• What to produce:
Rewrite the data below, changing "shiny black exoskeleton" to "glossy black exoskeleton" wherever it occurs and leaving every other character as it is.

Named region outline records
"""

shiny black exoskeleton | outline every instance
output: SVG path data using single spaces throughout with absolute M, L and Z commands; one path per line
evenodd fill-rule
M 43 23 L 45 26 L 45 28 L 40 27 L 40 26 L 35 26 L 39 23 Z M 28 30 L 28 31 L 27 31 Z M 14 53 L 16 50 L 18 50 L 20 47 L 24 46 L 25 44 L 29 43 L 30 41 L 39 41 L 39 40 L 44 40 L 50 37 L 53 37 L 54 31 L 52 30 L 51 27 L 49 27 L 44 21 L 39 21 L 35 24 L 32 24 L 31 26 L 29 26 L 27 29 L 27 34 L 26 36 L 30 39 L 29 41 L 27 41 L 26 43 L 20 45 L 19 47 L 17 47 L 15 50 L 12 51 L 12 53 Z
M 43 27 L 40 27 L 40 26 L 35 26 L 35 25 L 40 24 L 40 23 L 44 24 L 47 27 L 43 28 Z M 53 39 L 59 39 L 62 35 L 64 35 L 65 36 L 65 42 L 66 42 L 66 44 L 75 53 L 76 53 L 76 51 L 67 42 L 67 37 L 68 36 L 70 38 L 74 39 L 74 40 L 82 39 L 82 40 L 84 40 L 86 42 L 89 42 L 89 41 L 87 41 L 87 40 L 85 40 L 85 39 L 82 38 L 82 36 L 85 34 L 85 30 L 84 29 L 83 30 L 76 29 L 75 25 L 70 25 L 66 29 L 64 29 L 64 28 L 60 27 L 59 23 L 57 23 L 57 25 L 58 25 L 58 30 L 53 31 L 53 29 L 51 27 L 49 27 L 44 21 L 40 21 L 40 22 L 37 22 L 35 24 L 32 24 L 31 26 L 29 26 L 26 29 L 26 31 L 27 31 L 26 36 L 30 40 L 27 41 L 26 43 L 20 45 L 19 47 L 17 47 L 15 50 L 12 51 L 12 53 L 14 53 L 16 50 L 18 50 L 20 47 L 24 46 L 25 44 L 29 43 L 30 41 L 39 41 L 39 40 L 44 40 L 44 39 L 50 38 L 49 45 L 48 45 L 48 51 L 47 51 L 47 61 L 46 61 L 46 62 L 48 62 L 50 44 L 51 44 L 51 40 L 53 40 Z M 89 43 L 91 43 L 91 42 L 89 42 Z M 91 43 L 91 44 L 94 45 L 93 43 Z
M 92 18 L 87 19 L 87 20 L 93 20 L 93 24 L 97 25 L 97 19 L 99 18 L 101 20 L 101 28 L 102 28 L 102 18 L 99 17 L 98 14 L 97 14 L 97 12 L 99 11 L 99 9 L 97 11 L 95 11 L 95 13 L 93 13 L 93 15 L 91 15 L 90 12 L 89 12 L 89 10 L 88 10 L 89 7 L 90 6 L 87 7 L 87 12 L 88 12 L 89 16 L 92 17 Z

"""

• Final answer:
glossy black exoskeleton | outline every instance
output: SVG path data using single spaces throughout with absolute M, L and Z commands; one path per line
evenodd fill-rule
M 43 23 L 45 26 L 45 28 L 40 27 L 40 26 L 35 26 L 39 23 Z M 28 30 L 28 31 L 27 31 Z M 14 53 L 16 50 L 18 50 L 20 47 L 24 46 L 25 44 L 29 43 L 30 41 L 39 41 L 39 40 L 44 40 L 50 37 L 53 37 L 54 31 L 52 30 L 51 27 L 49 27 L 44 21 L 39 21 L 35 24 L 32 24 L 31 26 L 29 26 L 27 29 L 27 34 L 26 36 L 30 39 L 29 41 L 27 41 L 26 43 L 20 45 L 19 47 L 17 47 L 15 50 L 12 51 L 12 53 Z
M 43 27 L 40 27 L 40 26 L 35 26 L 35 25 L 40 24 L 40 23 L 44 24 L 47 27 L 43 28 Z M 53 39 L 59 39 L 62 35 L 64 35 L 65 36 L 65 42 L 66 42 L 66 44 L 75 53 L 76 53 L 76 51 L 67 42 L 67 37 L 68 36 L 70 38 L 74 39 L 74 40 L 82 39 L 82 40 L 84 40 L 86 42 L 89 42 L 89 41 L 87 41 L 87 40 L 85 40 L 85 39 L 82 38 L 82 36 L 85 34 L 85 30 L 84 29 L 83 30 L 76 29 L 75 25 L 70 25 L 66 29 L 64 29 L 64 28 L 60 27 L 59 23 L 57 23 L 57 25 L 58 25 L 58 30 L 53 31 L 53 29 L 51 27 L 49 27 L 44 21 L 40 21 L 40 22 L 37 22 L 35 24 L 32 24 L 31 26 L 29 26 L 26 29 L 26 31 L 27 31 L 26 36 L 30 40 L 27 41 L 26 43 L 20 45 L 19 47 L 17 47 L 15 50 L 12 51 L 12 53 L 14 53 L 16 50 L 18 50 L 20 47 L 24 46 L 25 44 L 29 43 L 30 41 L 39 41 L 39 40 L 44 40 L 44 39 L 50 38 L 49 45 L 48 45 L 48 51 L 47 51 L 47 61 L 46 61 L 46 62 L 48 62 L 50 44 L 51 44 L 51 40 L 53 40 Z M 89 43 L 91 43 L 91 42 L 89 42 Z M 91 43 L 91 44 L 94 45 L 93 43 Z
M 92 18 L 87 19 L 87 20 L 93 20 L 93 24 L 97 25 L 97 19 L 99 18 L 101 20 L 101 28 L 102 28 L 102 18 L 99 17 L 98 14 L 97 14 L 97 12 L 99 11 L 99 9 L 97 11 L 95 11 L 95 13 L 93 13 L 93 15 L 91 15 L 90 12 L 89 12 L 89 10 L 88 10 L 89 7 L 90 6 L 87 7 L 87 12 L 88 12 L 89 16 L 92 17 Z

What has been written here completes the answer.